What to do: If a line in the records contains the string "bridge", show that line.
[Data for processing — start]
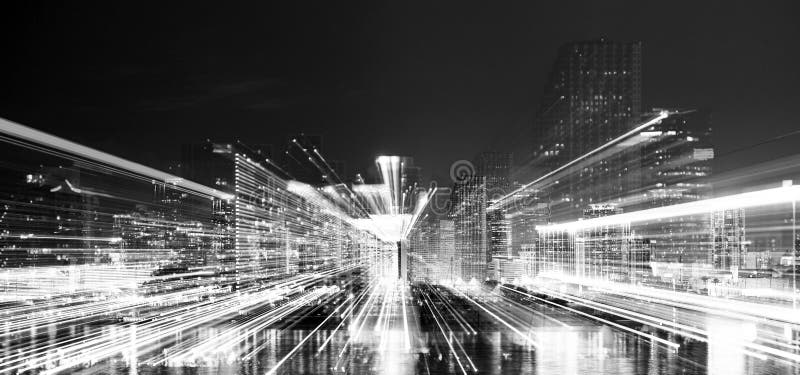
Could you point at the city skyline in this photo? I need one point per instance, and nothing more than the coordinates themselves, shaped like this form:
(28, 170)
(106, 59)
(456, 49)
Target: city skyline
(579, 188)
(170, 96)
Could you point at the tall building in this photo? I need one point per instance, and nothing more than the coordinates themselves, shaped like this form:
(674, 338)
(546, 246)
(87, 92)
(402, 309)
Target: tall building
(593, 95)
(495, 167)
(299, 160)
(468, 212)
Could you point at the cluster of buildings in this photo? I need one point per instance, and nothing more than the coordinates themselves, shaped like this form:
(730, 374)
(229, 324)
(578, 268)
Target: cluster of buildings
(72, 217)
(596, 153)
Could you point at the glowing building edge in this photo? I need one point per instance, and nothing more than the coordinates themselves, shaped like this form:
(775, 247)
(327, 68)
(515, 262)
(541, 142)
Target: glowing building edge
(767, 197)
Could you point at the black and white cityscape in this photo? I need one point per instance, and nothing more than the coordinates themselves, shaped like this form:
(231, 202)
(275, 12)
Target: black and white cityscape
(408, 188)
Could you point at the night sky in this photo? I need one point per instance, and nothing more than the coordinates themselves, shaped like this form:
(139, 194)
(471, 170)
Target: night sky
(438, 82)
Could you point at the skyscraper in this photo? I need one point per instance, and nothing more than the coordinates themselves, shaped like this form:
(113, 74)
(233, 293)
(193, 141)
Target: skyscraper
(468, 211)
(593, 95)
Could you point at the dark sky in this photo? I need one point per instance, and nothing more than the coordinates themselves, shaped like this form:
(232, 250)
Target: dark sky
(433, 80)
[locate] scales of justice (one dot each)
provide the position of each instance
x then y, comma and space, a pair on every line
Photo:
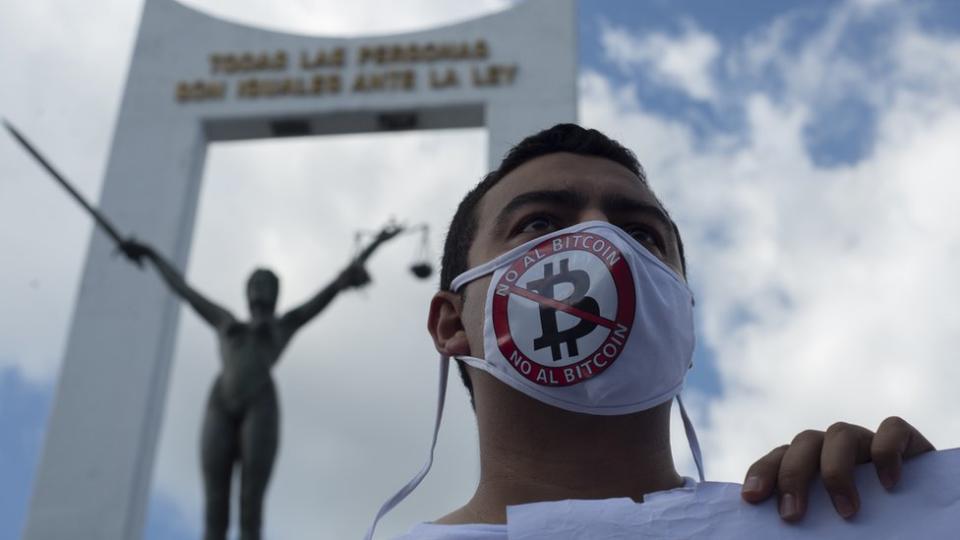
195, 79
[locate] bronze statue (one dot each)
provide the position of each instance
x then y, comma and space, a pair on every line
241, 425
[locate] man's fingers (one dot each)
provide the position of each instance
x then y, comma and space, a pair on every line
895, 441
844, 446
799, 465
762, 476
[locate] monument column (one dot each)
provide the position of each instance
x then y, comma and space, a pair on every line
94, 474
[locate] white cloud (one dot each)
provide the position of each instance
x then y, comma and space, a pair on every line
827, 294
684, 61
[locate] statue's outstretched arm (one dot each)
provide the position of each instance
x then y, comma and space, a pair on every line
215, 315
354, 275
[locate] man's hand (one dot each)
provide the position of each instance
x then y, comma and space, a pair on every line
354, 276
135, 251
789, 469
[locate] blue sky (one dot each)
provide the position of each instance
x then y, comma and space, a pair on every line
774, 131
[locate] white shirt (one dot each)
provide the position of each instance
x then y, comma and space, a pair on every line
924, 505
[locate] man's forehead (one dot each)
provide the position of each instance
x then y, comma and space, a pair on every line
590, 176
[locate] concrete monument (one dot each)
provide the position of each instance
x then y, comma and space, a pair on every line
195, 79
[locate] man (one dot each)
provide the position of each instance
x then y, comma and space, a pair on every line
539, 439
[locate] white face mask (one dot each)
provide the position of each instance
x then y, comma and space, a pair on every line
584, 319
587, 320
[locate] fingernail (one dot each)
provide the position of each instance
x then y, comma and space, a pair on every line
844, 505
788, 506
887, 478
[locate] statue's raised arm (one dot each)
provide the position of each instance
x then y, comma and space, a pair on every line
353, 276
215, 315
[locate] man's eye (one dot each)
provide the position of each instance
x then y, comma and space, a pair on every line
536, 224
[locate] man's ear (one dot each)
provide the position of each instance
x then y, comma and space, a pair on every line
445, 324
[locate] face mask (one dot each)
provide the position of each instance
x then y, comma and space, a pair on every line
584, 319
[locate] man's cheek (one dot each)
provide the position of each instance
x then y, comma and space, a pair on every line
473, 315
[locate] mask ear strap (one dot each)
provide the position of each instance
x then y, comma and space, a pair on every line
691, 439
415, 481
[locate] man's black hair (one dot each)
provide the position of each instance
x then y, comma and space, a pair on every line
569, 138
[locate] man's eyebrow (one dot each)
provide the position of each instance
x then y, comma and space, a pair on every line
569, 199
618, 204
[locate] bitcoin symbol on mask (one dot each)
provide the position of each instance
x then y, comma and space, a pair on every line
553, 337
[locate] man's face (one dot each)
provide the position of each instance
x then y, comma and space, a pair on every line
553, 192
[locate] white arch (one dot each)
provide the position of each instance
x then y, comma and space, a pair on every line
516, 74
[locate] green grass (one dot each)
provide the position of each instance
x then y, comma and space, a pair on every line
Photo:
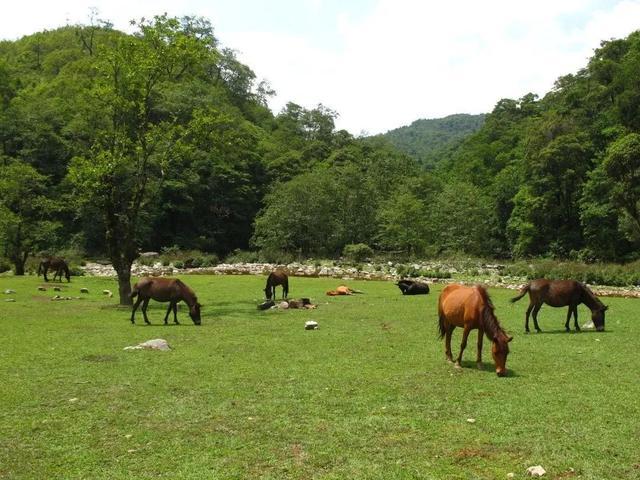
251, 394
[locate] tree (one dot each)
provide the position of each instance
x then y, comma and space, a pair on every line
622, 165
24, 214
121, 174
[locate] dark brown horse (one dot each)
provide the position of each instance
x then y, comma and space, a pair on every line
274, 279
58, 265
560, 293
471, 308
165, 290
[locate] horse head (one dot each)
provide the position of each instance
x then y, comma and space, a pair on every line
499, 351
597, 317
194, 313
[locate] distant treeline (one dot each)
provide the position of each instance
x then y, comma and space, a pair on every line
112, 143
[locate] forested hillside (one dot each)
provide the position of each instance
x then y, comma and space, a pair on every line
428, 140
111, 143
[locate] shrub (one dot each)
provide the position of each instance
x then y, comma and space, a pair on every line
357, 252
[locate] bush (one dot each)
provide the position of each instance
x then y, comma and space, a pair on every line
357, 252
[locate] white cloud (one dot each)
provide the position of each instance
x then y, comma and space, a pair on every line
409, 59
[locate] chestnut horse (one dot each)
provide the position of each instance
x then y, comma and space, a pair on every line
275, 278
560, 293
58, 265
471, 308
165, 290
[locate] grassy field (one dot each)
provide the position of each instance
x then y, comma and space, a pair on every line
251, 394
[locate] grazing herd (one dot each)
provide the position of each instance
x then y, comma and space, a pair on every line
469, 308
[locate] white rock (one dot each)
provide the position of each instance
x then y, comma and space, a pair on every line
536, 471
155, 344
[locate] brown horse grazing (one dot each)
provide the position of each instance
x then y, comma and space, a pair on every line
277, 278
58, 265
560, 293
165, 290
470, 308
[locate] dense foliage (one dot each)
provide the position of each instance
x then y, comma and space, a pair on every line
163, 139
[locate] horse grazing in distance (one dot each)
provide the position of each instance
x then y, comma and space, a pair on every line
409, 287
165, 290
58, 265
560, 293
274, 279
471, 308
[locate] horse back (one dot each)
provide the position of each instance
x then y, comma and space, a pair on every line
460, 305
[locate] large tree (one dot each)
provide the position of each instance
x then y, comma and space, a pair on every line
120, 176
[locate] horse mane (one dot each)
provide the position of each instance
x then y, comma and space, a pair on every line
591, 298
490, 322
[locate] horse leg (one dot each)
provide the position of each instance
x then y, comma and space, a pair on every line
479, 357
566, 324
463, 344
166, 317
144, 311
175, 313
526, 322
447, 343
135, 307
536, 309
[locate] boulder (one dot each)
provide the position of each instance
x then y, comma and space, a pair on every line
155, 344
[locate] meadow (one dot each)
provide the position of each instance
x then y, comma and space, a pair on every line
251, 394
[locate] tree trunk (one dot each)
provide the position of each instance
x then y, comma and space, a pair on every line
124, 285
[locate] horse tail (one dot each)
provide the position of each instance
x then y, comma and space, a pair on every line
522, 293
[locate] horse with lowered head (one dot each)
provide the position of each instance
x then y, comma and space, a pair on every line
165, 290
274, 279
58, 265
560, 293
471, 308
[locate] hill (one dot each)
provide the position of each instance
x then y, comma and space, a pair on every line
427, 139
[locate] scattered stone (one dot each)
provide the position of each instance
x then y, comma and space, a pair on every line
155, 344
536, 471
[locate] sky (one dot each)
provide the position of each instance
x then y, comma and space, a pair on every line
380, 64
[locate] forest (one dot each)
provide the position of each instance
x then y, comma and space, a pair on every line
114, 143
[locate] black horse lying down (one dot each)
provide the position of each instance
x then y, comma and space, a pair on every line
409, 287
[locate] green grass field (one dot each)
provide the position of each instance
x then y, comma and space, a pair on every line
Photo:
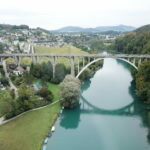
67, 49
28, 131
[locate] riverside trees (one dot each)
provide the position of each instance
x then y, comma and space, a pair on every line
70, 92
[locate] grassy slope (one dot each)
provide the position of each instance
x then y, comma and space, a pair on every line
67, 49
2, 94
28, 131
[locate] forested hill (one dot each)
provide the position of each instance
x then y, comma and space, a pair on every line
11, 27
137, 42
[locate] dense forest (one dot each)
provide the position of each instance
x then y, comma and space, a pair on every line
133, 43
138, 42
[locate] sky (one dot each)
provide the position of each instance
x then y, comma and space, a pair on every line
54, 14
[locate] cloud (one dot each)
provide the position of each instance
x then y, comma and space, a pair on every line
52, 14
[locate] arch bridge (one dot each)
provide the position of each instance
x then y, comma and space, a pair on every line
82, 61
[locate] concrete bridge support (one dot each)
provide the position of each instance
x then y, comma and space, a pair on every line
72, 66
78, 64
53, 61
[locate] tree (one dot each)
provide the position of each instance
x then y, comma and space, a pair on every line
60, 72
25, 92
4, 81
45, 93
70, 92
143, 81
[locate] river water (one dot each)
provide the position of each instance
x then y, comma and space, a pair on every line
109, 116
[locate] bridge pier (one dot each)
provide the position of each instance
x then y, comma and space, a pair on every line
83, 62
139, 62
53, 61
18, 58
134, 61
72, 66
78, 64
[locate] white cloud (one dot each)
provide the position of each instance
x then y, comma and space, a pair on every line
88, 13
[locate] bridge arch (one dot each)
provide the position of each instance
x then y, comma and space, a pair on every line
98, 59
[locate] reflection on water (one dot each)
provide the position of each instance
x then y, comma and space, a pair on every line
109, 116
74, 121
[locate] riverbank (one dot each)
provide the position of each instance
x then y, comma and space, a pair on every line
29, 130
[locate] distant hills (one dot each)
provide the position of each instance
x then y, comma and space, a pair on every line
12, 27
119, 28
143, 29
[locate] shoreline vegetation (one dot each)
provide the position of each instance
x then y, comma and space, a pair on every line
32, 126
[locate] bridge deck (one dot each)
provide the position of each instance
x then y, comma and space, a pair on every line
77, 55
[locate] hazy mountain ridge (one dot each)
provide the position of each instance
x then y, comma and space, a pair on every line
143, 29
119, 28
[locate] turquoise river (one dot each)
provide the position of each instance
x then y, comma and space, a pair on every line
109, 116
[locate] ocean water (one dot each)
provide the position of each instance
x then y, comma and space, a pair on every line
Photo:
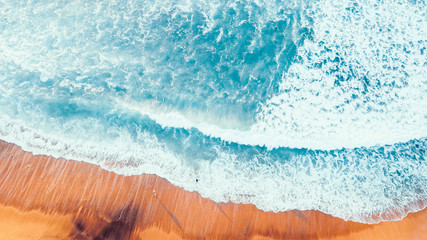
284, 104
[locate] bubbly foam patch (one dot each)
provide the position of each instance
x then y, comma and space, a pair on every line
359, 82
190, 90
353, 184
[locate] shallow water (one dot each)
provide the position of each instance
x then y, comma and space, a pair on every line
283, 104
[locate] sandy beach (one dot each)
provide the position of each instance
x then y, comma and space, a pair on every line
42, 197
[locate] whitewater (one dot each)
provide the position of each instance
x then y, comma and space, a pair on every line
283, 104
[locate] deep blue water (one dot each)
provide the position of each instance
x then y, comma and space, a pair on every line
284, 104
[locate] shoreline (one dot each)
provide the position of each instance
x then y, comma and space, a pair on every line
78, 200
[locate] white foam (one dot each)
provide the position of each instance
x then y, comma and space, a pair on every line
355, 191
381, 41
302, 115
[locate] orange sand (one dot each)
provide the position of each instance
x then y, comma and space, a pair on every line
46, 198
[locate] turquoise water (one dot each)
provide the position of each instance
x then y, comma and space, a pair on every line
283, 104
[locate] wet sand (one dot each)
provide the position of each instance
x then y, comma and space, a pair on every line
46, 198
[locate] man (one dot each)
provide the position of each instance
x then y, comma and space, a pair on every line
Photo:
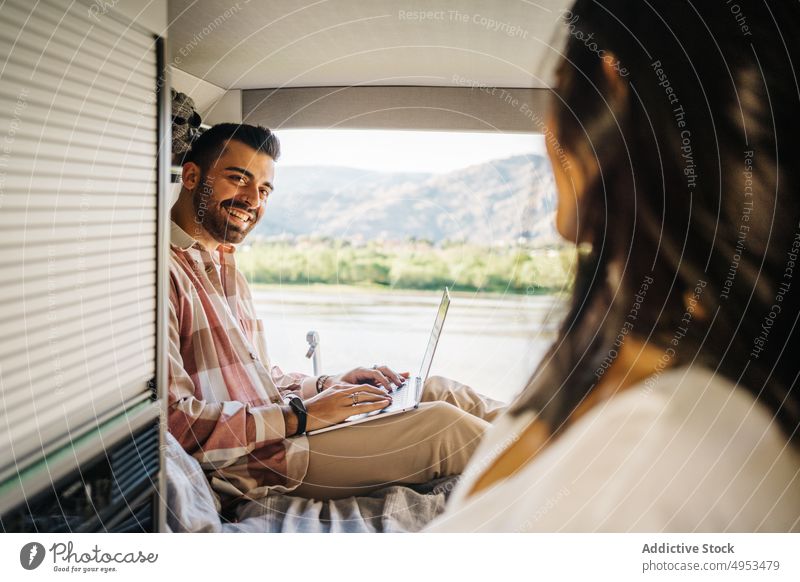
231, 409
[Data for processing — finish]
Answer box:
[locate] arch bridge (one dot each)
[locate] concrete bridge support (one dot each)
[locate] bridge pier (one dot each)
[locate] bridge arch (one dot each)
[locate] bridge deck (one dot each)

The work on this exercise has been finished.